# INSTRUCTIONS TO FOLLOW
Identify each line below containing the string "logo" and copy it.
[PROVIDED DATA Boundary: Start]
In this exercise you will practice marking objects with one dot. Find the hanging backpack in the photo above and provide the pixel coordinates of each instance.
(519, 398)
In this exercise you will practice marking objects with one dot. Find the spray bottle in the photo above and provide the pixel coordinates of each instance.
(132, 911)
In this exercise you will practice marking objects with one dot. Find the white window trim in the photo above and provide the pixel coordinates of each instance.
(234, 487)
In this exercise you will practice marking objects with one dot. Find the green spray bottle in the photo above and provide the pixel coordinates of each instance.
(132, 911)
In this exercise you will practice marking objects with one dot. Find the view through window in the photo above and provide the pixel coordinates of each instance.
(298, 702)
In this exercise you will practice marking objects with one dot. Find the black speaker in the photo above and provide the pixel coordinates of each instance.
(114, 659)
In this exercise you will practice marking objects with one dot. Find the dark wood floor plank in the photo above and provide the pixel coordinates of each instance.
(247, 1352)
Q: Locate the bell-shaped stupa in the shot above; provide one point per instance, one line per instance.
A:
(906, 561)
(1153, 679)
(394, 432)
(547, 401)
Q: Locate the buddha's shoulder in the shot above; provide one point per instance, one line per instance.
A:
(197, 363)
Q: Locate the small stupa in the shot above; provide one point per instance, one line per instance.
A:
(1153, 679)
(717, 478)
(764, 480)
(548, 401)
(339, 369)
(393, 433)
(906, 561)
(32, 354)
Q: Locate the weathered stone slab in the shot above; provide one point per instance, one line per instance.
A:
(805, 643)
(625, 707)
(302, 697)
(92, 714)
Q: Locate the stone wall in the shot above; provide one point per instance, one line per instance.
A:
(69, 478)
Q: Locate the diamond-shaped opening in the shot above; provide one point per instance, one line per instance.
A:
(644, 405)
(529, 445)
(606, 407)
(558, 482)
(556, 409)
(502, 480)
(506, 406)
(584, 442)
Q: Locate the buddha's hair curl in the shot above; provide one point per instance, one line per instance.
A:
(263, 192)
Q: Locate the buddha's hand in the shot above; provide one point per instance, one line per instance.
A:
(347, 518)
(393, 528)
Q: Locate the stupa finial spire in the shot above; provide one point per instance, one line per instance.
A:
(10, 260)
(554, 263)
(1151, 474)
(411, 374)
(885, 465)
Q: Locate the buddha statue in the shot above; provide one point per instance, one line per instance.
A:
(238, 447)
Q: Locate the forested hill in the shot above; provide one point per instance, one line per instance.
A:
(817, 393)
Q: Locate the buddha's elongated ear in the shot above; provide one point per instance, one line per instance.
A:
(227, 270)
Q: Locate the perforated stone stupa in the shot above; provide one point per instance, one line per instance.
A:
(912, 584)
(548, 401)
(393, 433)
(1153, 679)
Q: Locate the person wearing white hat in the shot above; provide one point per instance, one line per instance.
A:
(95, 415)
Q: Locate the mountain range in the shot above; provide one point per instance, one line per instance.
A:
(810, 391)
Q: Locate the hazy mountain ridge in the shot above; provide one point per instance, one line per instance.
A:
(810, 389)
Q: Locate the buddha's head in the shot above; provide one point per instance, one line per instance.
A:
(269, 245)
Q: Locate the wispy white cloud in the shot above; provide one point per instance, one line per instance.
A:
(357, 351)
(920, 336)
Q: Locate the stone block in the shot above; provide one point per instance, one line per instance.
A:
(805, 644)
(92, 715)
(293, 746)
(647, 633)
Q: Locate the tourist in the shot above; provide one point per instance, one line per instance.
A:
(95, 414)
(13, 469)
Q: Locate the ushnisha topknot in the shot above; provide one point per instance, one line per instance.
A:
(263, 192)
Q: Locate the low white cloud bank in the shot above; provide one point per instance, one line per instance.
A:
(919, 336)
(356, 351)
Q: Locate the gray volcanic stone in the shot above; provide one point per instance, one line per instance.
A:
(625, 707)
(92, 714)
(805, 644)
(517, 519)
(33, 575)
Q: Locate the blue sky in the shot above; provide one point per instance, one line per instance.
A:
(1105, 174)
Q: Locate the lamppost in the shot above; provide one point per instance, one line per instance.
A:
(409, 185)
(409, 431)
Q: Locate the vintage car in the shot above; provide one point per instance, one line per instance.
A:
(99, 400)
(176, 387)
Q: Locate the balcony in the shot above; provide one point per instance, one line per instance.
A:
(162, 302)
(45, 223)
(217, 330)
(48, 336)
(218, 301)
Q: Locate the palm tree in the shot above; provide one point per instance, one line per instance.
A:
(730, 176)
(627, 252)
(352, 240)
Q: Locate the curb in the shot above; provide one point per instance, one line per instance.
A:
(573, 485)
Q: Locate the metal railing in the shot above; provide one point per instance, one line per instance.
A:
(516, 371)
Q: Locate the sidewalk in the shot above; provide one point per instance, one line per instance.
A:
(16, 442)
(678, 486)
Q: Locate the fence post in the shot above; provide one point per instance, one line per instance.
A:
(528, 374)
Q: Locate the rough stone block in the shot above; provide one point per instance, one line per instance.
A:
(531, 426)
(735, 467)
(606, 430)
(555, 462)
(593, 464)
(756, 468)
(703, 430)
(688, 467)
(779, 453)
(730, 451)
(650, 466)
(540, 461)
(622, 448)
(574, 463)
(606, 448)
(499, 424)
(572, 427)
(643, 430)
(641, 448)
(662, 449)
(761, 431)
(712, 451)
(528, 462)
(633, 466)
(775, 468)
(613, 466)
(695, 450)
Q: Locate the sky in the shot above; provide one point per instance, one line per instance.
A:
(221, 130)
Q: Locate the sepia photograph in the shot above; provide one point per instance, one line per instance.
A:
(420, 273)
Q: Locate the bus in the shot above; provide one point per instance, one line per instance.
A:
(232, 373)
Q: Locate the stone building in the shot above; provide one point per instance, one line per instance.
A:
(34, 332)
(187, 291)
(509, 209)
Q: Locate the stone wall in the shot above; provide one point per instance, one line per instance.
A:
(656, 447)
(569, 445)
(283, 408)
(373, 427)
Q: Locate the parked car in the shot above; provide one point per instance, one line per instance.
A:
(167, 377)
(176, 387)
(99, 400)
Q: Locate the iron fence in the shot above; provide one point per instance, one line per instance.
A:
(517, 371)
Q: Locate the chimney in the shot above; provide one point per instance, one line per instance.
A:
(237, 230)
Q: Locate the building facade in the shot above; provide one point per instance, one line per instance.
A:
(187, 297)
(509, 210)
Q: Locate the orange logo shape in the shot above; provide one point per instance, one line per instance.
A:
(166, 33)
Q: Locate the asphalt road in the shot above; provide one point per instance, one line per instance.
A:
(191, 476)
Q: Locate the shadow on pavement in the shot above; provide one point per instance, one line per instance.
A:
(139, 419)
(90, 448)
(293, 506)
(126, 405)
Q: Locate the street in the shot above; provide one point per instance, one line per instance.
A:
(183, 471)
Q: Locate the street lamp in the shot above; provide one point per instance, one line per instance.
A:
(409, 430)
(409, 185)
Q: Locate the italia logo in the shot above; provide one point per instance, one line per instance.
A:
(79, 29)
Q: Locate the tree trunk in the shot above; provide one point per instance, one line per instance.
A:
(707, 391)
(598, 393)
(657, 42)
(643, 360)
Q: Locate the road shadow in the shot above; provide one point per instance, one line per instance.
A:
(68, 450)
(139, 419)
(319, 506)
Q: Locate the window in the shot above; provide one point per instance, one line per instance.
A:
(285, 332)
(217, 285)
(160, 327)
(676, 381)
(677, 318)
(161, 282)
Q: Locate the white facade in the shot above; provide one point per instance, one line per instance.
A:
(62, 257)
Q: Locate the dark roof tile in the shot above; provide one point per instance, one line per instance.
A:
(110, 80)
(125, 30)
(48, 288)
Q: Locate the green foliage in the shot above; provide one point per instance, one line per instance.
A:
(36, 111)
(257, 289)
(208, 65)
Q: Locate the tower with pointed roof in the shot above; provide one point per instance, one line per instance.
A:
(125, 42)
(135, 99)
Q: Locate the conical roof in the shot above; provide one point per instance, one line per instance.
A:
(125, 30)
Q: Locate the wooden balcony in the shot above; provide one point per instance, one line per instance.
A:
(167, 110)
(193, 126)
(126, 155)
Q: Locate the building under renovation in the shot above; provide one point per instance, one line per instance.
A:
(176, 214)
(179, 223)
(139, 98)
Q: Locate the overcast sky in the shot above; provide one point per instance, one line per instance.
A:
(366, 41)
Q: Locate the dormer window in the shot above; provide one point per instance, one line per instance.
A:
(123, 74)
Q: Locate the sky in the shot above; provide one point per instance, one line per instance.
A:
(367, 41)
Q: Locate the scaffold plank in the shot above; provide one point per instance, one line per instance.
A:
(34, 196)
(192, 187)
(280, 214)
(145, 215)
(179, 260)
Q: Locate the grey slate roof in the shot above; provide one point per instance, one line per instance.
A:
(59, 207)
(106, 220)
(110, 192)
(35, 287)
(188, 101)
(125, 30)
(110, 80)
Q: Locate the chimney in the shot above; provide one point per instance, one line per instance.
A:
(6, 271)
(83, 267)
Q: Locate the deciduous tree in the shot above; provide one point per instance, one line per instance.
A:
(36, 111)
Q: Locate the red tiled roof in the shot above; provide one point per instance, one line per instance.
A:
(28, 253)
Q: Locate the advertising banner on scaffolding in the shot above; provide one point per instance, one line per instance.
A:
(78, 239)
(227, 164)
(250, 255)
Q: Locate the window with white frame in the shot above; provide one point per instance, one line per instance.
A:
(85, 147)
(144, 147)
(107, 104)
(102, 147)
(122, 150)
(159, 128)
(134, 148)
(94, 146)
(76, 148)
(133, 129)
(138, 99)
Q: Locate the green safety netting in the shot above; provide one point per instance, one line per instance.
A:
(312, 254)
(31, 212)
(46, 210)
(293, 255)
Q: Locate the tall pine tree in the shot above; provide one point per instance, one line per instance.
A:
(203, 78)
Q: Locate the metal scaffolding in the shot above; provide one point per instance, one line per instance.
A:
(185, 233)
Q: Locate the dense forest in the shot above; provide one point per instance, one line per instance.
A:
[PROVIDED DATA Boundary: End]
# OUTPUT OF THE EXERCISE
Q: Locate the orange logo shape in the shot above; provide one point per instance, one line per instance.
Q: Locate the italia logo in the shot above; provide one point per instance, one line per instance.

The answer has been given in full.